Excerpts from a pointing dataset
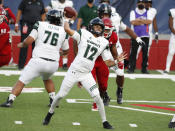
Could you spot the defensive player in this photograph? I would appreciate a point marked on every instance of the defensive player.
(5, 45)
(171, 51)
(104, 11)
(100, 70)
(60, 5)
(49, 37)
(148, 6)
(90, 45)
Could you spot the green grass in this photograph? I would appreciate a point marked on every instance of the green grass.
(31, 108)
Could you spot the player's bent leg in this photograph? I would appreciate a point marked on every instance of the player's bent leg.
(16, 91)
(50, 88)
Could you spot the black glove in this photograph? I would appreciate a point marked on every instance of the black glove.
(140, 42)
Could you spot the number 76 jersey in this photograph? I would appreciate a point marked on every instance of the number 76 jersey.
(89, 48)
(49, 39)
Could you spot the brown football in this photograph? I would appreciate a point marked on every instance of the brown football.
(70, 12)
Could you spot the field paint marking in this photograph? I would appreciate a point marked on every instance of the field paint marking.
(18, 122)
(112, 75)
(25, 90)
(132, 125)
(134, 109)
(129, 101)
(153, 106)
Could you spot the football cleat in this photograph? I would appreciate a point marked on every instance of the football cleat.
(94, 107)
(8, 103)
(106, 125)
(171, 125)
(119, 96)
(50, 103)
(47, 118)
(106, 99)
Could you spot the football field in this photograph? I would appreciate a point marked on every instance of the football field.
(149, 104)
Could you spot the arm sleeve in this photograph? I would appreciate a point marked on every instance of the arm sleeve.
(11, 15)
(76, 36)
(34, 34)
(132, 16)
(43, 9)
(65, 45)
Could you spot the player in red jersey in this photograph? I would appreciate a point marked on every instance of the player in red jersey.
(5, 46)
(100, 71)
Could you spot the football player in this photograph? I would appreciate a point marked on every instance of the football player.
(148, 6)
(90, 46)
(100, 70)
(171, 49)
(5, 45)
(49, 37)
(60, 5)
(104, 10)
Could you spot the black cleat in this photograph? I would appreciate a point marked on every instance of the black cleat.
(47, 118)
(50, 103)
(119, 96)
(64, 66)
(7, 104)
(171, 125)
(106, 125)
(106, 99)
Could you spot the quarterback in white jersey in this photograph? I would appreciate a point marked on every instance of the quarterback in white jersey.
(90, 46)
(49, 37)
(104, 10)
(171, 51)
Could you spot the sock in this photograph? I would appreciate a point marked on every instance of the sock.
(52, 95)
(100, 105)
(65, 61)
(12, 97)
(168, 62)
(119, 90)
(173, 120)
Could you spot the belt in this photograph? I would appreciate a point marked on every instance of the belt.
(47, 59)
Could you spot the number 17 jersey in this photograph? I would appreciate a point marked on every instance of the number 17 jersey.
(89, 48)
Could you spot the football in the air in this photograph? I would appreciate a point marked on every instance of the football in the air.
(70, 12)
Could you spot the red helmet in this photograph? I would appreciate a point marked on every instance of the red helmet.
(108, 27)
(2, 15)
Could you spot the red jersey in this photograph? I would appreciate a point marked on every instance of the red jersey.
(5, 46)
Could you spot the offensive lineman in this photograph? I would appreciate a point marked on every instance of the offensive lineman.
(90, 46)
(148, 6)
(171, 51)
(5, 46)
(60, 5)
(49, 37)
(104, 10)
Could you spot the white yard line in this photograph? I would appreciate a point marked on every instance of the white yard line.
(112, 75)
(134, 109)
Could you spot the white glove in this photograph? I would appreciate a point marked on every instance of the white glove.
(139, 41)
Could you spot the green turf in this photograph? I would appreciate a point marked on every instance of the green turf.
(31, 108)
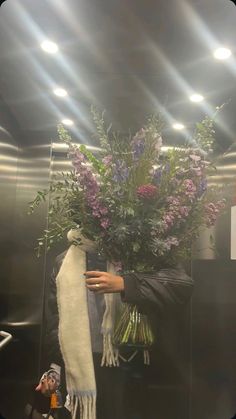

— SHORT EXERCISE —
Copy out each line of the data above that includes the word "green".

— ANSWER TO THE PROBLEM —
Could you spot the green grass in this photograph? I would appreciate a point marked on every instance of the green grass.
Could you spot the green turf in this photograph? I would appreciate a point marked on every instance of the green turf.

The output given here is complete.